(Working data begins)
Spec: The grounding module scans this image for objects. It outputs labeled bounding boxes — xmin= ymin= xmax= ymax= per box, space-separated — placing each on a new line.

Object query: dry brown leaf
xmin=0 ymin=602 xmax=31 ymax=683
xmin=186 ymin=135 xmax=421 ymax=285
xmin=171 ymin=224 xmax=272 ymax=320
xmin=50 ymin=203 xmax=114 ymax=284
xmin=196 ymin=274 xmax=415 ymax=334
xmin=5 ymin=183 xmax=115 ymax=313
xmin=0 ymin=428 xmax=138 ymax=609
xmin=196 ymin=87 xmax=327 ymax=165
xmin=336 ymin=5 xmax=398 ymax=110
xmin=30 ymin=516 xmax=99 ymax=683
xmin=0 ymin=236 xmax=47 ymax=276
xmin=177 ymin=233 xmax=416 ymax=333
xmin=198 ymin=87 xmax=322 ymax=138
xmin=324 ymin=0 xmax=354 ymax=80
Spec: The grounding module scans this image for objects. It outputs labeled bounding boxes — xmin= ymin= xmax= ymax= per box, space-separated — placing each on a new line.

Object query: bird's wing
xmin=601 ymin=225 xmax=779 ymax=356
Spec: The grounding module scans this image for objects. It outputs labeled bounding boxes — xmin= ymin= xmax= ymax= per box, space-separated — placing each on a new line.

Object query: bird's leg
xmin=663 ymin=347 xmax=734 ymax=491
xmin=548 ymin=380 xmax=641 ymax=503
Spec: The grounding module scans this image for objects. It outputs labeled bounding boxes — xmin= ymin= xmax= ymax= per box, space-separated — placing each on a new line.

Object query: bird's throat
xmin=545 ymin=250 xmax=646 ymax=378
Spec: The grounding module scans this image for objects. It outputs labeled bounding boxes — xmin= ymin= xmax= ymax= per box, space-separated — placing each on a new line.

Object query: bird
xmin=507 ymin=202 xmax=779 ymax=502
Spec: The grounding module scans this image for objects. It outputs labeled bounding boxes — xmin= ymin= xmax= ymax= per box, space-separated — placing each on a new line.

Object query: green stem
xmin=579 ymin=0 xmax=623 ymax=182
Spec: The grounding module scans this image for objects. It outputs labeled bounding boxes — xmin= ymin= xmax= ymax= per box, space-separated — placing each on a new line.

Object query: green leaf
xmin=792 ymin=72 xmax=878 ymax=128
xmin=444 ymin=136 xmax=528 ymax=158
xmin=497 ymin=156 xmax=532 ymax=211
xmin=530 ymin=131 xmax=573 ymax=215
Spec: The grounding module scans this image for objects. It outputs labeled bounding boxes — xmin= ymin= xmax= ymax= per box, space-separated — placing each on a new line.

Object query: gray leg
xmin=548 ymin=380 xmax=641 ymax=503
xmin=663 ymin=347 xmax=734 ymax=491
(Working data ends)
### Task to carry out
Take the line with "Object query: green stem" and every line after it in the data, and please reproduce them exactly, leaving out all other lines.

### Answer space
Object query: green stem
xmin=579 ymin=0 xmax=623 ymax=182
Spec: The grounding module scans this image for objects. It outputs labeled bounding boxes — xmin= ymin= xmax= ymax= per box, space-separated — placing each on a new line.

Object query: green leaf
xmin=792 ymin=72 xmax=878 ymax=128
xmin=444 ymin=136 xmax=528 ymax=158
xmin=497 ymin=156 xmax=532 ymax=211
xmin=530 ymin=131 xmax=573 ymax=215
Spec: The grounding module scans this image for objects. It outputs labeled bounding boxes — xmin= ymin= xmax= ymax= per box, space-separated — placing each on a new line.

Object query: gray leg
xmin=548 ymin=380 xmax=641 ymax=503
xmin=663 ymin=347 xmax=734 ymax=491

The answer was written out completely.